#### Records supplied
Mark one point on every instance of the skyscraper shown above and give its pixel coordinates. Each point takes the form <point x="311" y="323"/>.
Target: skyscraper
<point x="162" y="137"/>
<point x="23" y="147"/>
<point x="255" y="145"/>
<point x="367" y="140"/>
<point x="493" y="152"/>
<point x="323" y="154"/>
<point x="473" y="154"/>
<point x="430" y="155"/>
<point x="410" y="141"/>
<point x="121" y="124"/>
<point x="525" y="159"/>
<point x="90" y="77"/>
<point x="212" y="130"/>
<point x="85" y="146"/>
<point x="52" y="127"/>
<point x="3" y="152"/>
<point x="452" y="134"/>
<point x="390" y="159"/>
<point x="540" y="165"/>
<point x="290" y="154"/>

#### Brief
Print the records once more, exactly as they were given.

#### Correct response
Mark one point on every instance of the skyscraper shown above and give its pixel coordinates. Each point takes the form <point x="311" y="323"/>.
Target: skyscraper
<point x="162" y="137"/>
<point x="23" y="147"/>
<point x="255" y="145"/>
<point x="367" y="140"/>
<point x="493" y="152"/>
<point x="323" y="154"/>
<point x="473" y="154"/>
<point x="430" y="155"/>
<point x="410" y="141"/>
<point x="121" y="124"/>
<point x="525" y="159"/>
<point x="90" y="77"/>
<point x="212" y="130"/>
<point x="85" y="146"/>
<point x="52" y="127"/>
<point x="3" y="152"/>
<point x="452" y="134"/>
<point x="390" y="159"/>
<point x="540" y="165"/>
<point x="290" y="154"/>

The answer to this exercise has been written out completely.